Given task: Exactly as they appear, output all of the entries.

Excerpted data:
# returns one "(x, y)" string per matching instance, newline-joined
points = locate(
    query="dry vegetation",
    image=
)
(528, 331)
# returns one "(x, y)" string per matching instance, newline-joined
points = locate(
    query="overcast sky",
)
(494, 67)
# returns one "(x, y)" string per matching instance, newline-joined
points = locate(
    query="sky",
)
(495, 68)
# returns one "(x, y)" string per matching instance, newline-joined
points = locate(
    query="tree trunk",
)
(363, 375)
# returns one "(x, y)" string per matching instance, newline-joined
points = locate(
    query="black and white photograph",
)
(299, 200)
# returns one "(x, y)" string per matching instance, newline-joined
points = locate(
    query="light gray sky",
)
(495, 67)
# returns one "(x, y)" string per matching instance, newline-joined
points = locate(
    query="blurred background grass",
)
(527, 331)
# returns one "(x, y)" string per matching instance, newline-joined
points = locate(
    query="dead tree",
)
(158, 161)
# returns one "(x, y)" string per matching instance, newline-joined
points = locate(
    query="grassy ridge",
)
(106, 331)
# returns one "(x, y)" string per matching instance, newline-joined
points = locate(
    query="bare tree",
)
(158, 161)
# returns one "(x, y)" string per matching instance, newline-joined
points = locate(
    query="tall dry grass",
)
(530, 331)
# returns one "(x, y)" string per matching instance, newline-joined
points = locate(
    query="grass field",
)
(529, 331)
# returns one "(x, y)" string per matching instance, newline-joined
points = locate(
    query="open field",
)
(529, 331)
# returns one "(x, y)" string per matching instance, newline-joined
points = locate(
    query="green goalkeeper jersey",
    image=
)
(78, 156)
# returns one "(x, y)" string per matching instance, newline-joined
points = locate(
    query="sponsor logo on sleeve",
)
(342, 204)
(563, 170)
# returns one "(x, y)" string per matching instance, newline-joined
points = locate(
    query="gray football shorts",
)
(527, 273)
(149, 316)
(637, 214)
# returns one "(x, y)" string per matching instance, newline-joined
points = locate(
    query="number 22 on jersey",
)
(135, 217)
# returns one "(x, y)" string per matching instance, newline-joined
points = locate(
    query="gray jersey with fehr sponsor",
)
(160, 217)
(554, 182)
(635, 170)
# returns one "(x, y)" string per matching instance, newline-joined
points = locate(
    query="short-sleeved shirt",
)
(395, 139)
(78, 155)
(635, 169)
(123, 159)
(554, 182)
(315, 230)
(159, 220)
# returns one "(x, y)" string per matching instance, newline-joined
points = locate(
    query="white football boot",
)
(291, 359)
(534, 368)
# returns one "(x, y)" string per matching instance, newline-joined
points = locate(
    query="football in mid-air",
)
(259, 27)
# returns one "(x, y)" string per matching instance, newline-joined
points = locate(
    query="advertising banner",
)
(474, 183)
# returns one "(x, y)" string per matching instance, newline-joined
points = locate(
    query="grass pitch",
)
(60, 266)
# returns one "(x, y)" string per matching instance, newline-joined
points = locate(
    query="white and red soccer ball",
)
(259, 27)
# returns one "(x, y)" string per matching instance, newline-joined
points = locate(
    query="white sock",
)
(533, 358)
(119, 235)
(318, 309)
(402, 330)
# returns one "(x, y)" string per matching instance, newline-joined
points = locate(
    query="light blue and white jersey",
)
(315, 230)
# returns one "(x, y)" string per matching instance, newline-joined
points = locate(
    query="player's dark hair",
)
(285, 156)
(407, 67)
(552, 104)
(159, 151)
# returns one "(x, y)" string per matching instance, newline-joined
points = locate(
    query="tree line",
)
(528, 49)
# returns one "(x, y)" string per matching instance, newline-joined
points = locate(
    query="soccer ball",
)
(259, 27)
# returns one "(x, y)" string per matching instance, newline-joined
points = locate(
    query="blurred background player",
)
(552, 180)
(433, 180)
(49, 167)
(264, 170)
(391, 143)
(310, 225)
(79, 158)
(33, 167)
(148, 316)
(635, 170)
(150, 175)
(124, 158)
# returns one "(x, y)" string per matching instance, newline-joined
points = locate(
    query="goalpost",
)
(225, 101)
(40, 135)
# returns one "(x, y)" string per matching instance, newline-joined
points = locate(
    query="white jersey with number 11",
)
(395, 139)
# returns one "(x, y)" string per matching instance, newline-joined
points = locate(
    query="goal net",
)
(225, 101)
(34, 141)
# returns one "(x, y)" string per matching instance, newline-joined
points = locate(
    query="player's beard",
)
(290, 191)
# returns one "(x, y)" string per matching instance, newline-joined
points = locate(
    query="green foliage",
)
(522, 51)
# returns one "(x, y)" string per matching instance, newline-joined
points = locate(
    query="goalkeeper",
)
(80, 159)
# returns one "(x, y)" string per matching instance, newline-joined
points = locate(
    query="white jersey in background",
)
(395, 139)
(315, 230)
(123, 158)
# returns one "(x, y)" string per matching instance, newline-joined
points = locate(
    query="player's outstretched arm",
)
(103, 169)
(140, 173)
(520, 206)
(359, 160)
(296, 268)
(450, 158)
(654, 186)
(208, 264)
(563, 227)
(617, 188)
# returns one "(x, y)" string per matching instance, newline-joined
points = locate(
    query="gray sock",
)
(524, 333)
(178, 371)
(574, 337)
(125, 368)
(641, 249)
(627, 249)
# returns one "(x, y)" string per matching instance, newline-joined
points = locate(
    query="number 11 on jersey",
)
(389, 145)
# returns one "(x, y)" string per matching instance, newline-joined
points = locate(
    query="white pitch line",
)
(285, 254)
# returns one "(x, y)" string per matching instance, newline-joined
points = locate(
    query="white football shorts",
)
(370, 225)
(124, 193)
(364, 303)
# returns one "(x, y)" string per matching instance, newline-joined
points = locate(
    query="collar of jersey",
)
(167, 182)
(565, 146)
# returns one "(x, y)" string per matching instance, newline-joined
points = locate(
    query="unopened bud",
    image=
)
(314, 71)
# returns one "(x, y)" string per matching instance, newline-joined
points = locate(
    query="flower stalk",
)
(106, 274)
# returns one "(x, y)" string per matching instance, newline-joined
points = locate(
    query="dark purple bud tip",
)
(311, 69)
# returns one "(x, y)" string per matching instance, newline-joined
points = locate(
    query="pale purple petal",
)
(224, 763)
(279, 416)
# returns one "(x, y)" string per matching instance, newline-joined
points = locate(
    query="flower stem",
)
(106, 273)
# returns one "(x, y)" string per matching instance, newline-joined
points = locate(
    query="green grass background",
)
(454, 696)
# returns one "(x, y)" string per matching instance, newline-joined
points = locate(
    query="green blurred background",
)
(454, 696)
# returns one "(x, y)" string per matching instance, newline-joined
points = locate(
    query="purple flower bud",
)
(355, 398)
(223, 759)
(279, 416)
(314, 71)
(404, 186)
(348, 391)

Completed task:
# returns one "(x, y)" string per matching instance, newline-joined
points = locate(
    query="dry vegetation",
    image=
)
(528, 331)
# returns one "(x, y)" string per matching instance, newline-joined
points = locate(
    query="overcast sky",
)
(494, 67)
# returns one "(x, y)" string per matching instance, newline-joined
points = locate(
    query="sky",
)
(495, 68)
# returns one "(x, y)" string per matching instance, newline-joined
points = locate(
    query="tree trunk",
)
(363, 375)
# returns one "(x, y)" string per matching instance, newline-joined
points = locate(
    query="black and white photograph",
)
(299, 200)
# returns one "(x, y)" string per matching instance, newline-joined
points = locate(
    query="light gray sky",
)
(495, 67)
# returns one "(x, y)" string per matching instance, newline-joined
points = locate(
    query="blurred background grass",
)
(527, 331)
# returns one "(x, y)" string per matching instance, newline-joined
points = locate(
    query="dead tree",
)
(158, 161)
# returns one "(x, y)" string per matching instance, newline-joined
points = locate(
    query="grassy ridge",
)
(106, 331)
# returns one "(x, y)" string per matching instance, newline-joined
points = locate(
    query="bare tree",
)
(158, 161)
# returns one "(x, y)" string per matching instance, newline-joined
points = locate(
    query="tall dry grass",
)
(530, 331)
# returns one "(x, y)" string per matching instance, newline-joined
points = locate(
    query="grass field",
)
(529, 331)
# returns one "(x, y)" string per matching instance, newline-joined
points = locate(
    query="open field",
)
(529, 331)
# returns one "(x, y)" string per matching instance, newline-joined
points = locate(
    query="green goalkeeper jersey",
    image=
)
(78, 156)
# returns one "(x, y)" string per matching instance, newline-joined
points = locate(
    query="sponsor logo on sleeve",
)
(342, 204)
(563, 170)
# returns one "(x, y)" string per matching instance, newline-joined
points = locate(
    query="gray football shorts",
)
(527, 273)
(149, 316)
(637, 214)
# returns one "(x, y)" string per matching instance, newline-joined
points = locate(
    query="number 22 on jersey",
)
(135, 217)
# returns one "(x, y)" string per matching instance, newline-joined
points = locate(
    query="gray jersey with fehr sponsor",
)
(160, 217)
(554, 182)
(635, 170)
# returns one "(x, y)" string per matching instance, newline-joined
points = locate(
    query="short-sleeved shirt",
)
(395, 139)
(78, 155)
(635, 169)
(123, 159)
(554, 182)
(315, 230)
(159, 220)
# returns one "(x, y)" string per matching instance, newline-joined
points = locate(
    query="white football boot",
)
(291, 359)
(534, 368)
# returns one "(x, y)" string per matching instance, newline-joined
points = locate(
    query="football in mid-air",
)
(259, 27)
# returns one "(x, y)" string per matching instance, newline-joined
points = locate(
    query="advertising banner",
)
(474, 183)
# returns one "(x, y)" string per matching instance, newline-joined
points = locate(
    query="grass pitch",
)
(60, 266)
# returns one "(x, y)" string per matching instance, newline-joined
points = locate(
    query="white and red soccer ball",
)
(259, 27)
# returns one "(x, y)" string per matching instance, newline-joined
points = locate(
    query="white sock",
)
(533, 358)
(119, 235)
(318, 309)
(402, 330)
# returns one "(x, y)" string per matching instance, newline-joined
points = locate(
    query="light blue and white jersey",
)
(315, 230)
# returns one "(x, y)" string per matching instance, newline-joined
points = locate(
    query="player's dark hair",
)
(285, 156)
(407, 67)
(552, 104)
(159, 151)
# returns one "(x, y)" string per matching instance, newline-joined
points = locate(
    query="tree line",
)
(528, 49)
# returns one "(x, y)" string per matching instance, newline-joined
points = locate(
    query="soccer ball",
)
(259, 27)
# returns one "(x, y)" string per matching instance, newline-joined
points = locate(
    query="blurred background player",
)
(552, 180)
(433, 180)
(49, 167)
(264, 170)
(391, 143)
(310, 225)
(79, 158)
(33, 167)
(148, 316)
(635, 170)
(150, 175)
(124, 158)
# returns one "(x, y)" string per matching instance, newline-joined
points = locate(
    query="goalpost",
)
(225, 101)
(40, 135)
# returns one "(x, y)" string per matching instance, newline-joined
points = locate(
    query="white jersey with number 11",
)
(395, 139)
# returns one "(x, y)" string per matching instance, newline-joined
points = locate(
    query="goal net",
)
(225, 101)
(34, 141)
# returns one "(x, y)" string per matching instance, newline-joined
points = locate(
    query="player's beard",
)
(290, 191)
# returns one "(x, y)" string per matching instance, newline-joined
points = locate(
    query="green foliage",
)
(522, 51)
# returns one "(x, y)" string per matching instance, newline-joined
points = locate(
    query="goalkeeper",
)
(80, 159)
# returns one "(x, y)" string per matching instance, newline-joined
points = locate(
    query="white jersey in background",
)
(395, 139)
(315, 230)
(123, 158)
# returns one "(x, y)" string per matching instance, newline-joined
points = locate(
    query="player's outstretched arm",
)
(103, 169)
(140, 173)
(520, 206)
(359, 160)
(296, 268)
(450, 158)
(654, 186)
(208, 264)
(563, 227)
(617, 188)
# returns one "(x, y)" string per matching instance, newline-joined
points = locate(
    query="gray sock",
)
(524, 333)
(178, 371)
(574, 337)
(125, 368)
(641, 249)
(627, 249)
# returns one "(x, y)" string per matching instance, newline-joined
points = locate(
    query="number 11 on jersey",
)
(389, 145)
# returns one "(x, y)" string per matching instance, newline-joined
points = locate(
    query="white pitch line",
)
(285, 254)
# returns one "(x, y)" string per matching instance, newline-joined
points = locate(
    query="white football shorts",
)
(370, 225)
(124, 193)
(364, 303)
# returns one "(x, y)" string per matching instance, newline-joined
points = locate(
    query="collar of jersey",
)
(167, 182)
(565, 146)
# returns one "(x, y)" string per matching instance, newline-joined
points = locate(
    query="unopened bud",
    image=
)
(314, 71)
# returns one "(x, y)" string per matching instance, newline-joined
points = locate(
    query="flower stalk",
)
(106, 274)
# returns one "(x, y)" string per matching instance, newline-joined
points = locate(
    query="dark purple bud tip",
)
(311, 69)
# returns one "(x, y)" string per matching instance, newline-joined
points = locate(
    query="pale purple petal",
)
(224, 763)
(279, 416)
# returns one "(x, y)" string per matching instance, newline-joined
points = locate(
    query="flower stem",
)
(106, 273)
# returns one "(x, y)" string per matching instance, newline-joined
points = locate(
    query="green grass background",
)
(454, 696)
# returns one "(x, y)" string per matching instance, newline-joined
points = locate(
    query="green blurred background",
)
(454, 696)
# returns one "(x, y)" string per matching instance, newline-joined
points = locate(
    query="purple flower bud",
)
(355, 398)
(223, 759)
(279, 416)
(314, 71)
(404, 186)
(348, 391)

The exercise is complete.